*** Begin section ***

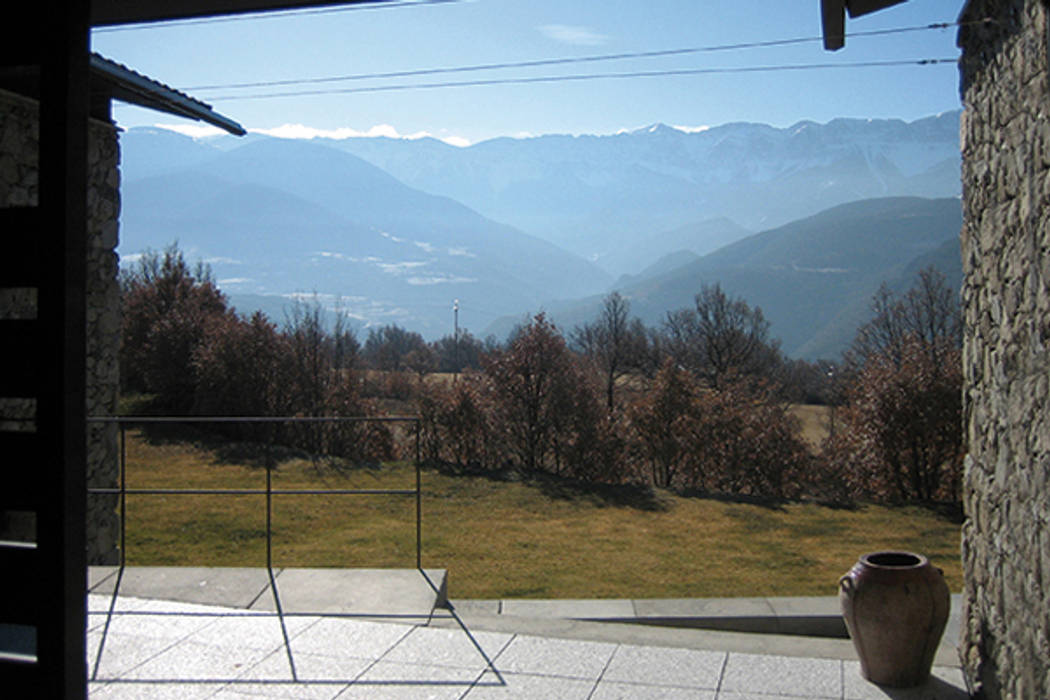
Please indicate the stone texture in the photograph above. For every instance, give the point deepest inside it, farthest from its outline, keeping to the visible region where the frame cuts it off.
(1005, 138)
(19, 144)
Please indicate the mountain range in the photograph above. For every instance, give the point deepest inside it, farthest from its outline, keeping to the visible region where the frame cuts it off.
(396, 229)
(814, 278)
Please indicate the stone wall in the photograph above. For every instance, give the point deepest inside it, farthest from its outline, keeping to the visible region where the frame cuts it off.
(1006, 300)
(18, 187)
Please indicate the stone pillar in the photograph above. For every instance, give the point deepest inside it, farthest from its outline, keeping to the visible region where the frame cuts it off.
(1005, 138)
(19, 134)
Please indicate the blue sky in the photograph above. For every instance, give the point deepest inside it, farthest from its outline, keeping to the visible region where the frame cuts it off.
(192, 56)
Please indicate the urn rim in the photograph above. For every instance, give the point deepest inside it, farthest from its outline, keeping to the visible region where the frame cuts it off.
(894, 560)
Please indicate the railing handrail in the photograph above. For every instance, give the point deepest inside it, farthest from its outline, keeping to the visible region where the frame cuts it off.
(131, 420)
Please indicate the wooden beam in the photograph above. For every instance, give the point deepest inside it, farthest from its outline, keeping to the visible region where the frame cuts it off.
(105, 13)
(61, 316)
(833, 17)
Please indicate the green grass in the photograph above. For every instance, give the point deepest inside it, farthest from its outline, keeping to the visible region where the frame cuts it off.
(542, 538)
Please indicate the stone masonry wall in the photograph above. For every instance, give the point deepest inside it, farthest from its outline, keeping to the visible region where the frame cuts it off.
(19, 135)
(1006, 301)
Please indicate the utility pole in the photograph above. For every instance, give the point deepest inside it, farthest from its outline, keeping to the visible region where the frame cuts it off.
(456, 338)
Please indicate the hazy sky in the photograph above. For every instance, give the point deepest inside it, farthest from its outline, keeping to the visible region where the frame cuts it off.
(191, 56)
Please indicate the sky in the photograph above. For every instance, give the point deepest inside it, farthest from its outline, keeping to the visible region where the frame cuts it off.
(410, 36)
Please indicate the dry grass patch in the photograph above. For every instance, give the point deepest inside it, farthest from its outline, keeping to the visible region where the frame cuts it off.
(499, 538)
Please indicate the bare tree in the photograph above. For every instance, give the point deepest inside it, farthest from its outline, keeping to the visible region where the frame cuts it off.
(612, 342)
(928, 314)
(720, 335)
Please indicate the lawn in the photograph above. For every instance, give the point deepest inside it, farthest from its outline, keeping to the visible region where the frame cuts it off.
(507, 538)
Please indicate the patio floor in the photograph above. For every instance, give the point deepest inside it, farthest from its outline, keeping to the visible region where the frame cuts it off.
(165, 648)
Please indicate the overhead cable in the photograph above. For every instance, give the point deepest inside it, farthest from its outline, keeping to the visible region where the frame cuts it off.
(264, 15)
(563, 61)
(586, 77)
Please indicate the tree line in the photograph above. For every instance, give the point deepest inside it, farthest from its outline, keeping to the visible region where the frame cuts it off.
(699, 404)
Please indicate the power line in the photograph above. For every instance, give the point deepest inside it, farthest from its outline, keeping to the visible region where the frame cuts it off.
(586, 77)
(563, 61)
(374, 4)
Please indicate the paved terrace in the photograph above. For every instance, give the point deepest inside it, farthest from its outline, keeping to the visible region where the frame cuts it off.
(216, 633)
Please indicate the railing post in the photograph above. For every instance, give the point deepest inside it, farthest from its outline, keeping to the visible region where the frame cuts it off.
(419, 502)
(124, 495)
(269, 511)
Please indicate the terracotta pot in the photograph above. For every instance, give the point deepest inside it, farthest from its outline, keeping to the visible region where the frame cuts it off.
(896, 606)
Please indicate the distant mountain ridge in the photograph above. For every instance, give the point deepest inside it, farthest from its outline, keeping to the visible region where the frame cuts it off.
(813, 278)
(397, 229)
(595, 195)
(276, 217)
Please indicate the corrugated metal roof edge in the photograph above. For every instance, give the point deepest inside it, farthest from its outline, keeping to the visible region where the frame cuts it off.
(160, 97)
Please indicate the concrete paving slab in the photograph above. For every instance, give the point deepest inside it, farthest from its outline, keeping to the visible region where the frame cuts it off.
(386, 592)
(555, 657)
(777, 675)
(727, 614)
(190, 660)
(616, 691)
(476, 607)
(213, 586)
(816, 616)
(524, 685)
(98, 575)
(944, 683)
(651, 665)
(389, 679)
(153, 690)
(570, 609)
(348, 637)
(448, 648)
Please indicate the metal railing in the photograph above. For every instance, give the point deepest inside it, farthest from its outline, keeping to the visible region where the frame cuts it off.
(123, 491)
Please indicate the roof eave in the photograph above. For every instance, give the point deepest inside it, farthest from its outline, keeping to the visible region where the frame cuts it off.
(131, 87)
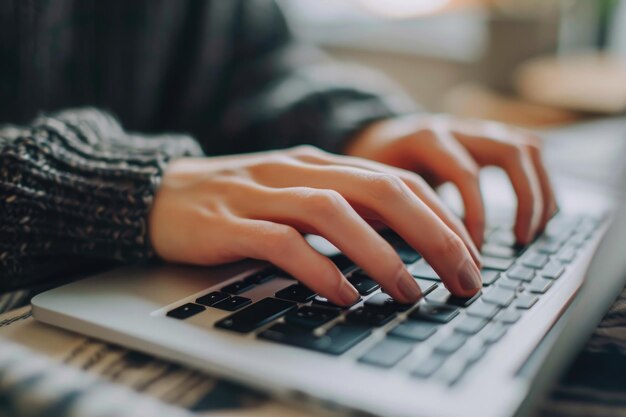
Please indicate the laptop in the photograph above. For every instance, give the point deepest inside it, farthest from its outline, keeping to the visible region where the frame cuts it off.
(494, 354)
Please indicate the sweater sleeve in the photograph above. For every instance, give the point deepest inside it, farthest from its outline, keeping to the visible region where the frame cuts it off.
(75, 188)
(285, 93)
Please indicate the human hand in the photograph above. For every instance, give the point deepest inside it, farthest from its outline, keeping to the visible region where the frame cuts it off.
(210, 211)
(444, 149)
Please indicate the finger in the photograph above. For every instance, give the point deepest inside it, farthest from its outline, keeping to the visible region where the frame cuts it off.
(547, 192)
(387, 198)
(450, 161)
(415, 183)
(328, 214)
(517, 163)
(284, 247)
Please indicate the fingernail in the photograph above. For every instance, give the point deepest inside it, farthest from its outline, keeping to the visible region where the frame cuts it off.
(408, 287)
(469, 276)
(347, 293)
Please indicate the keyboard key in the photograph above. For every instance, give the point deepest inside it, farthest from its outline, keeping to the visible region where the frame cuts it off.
(297, 293)
(499, 296)
(453, 370)
(470, 325)
(489, 276)
(387, 352)
(552, 270)
(535, 260)
(548, 246)
(237, 287)
(493, 333)
(212, 298)
(579, 239)
(370, 316)
(497, 251)
(508, 316)
(443, 296)
(427, 366)
(363, 284)
(451, 344)
(335, 341)
(275, 272)
(539, 285)
(498, 264)
(185, 311)
(256, 315)
(260, 277)
(408, 254)
(233, 303)
(343, 263)
(509, 283)
(472, 352)
(421, 269)
(426, 286)
(414, 330)
(434, 312)
(323, 301)
(385, 301)
(483, 310)
(521, 273)
(502, 237)
(567, 254)
(525, 301)
(311, 317)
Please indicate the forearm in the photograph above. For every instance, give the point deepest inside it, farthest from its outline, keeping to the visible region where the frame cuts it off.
(74, 186)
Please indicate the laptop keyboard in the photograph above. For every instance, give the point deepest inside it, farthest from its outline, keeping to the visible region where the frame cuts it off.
(453, 333)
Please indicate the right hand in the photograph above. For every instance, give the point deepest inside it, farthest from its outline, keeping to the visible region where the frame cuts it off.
(215, 210)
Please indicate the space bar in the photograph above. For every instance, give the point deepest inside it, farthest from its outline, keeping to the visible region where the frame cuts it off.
(256, 315)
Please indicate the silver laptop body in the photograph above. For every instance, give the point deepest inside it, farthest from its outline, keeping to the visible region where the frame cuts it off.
(482, 377)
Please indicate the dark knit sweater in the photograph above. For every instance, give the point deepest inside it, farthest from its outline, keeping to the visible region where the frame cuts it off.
(75, 186)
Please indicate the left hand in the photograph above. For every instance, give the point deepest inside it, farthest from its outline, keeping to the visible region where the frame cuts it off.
(444, 149)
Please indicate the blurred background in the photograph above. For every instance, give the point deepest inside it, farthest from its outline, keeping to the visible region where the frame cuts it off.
(533, 63)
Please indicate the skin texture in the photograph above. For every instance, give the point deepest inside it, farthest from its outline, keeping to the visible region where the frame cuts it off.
(210, 211)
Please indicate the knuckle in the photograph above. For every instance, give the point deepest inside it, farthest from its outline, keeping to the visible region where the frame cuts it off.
(306, 150)
(469, 173)
(326, 202)
(514, 153)
(387, 185)
(282, 239)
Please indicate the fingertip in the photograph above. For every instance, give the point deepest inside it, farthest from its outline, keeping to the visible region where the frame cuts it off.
(408, 288)
(348, 295)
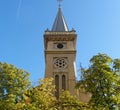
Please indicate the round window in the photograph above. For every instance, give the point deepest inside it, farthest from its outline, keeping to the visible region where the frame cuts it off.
(60, 63)
(60, 46)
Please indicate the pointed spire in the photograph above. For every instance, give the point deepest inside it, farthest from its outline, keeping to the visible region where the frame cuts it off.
(60, 23)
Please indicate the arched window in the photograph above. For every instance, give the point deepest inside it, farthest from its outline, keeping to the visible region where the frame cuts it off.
(57, 85)
(63, 82)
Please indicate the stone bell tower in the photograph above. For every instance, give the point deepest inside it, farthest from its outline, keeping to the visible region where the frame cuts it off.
(60, 55)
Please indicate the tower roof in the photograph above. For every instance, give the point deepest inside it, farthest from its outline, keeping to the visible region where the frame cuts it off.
(59, 23)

*** End section ***

Problem statement: Please quote nothing but the lines from the line with "Please indicate the tower" through the end of the data above, exactly as written, ends included.

Worked solution:
Please indicate the tower roof in the photograph above. For every instance, give the point deepest inside it, farthest from its outline, keeping to the visible region where the frame cuts it off.
(59, 23)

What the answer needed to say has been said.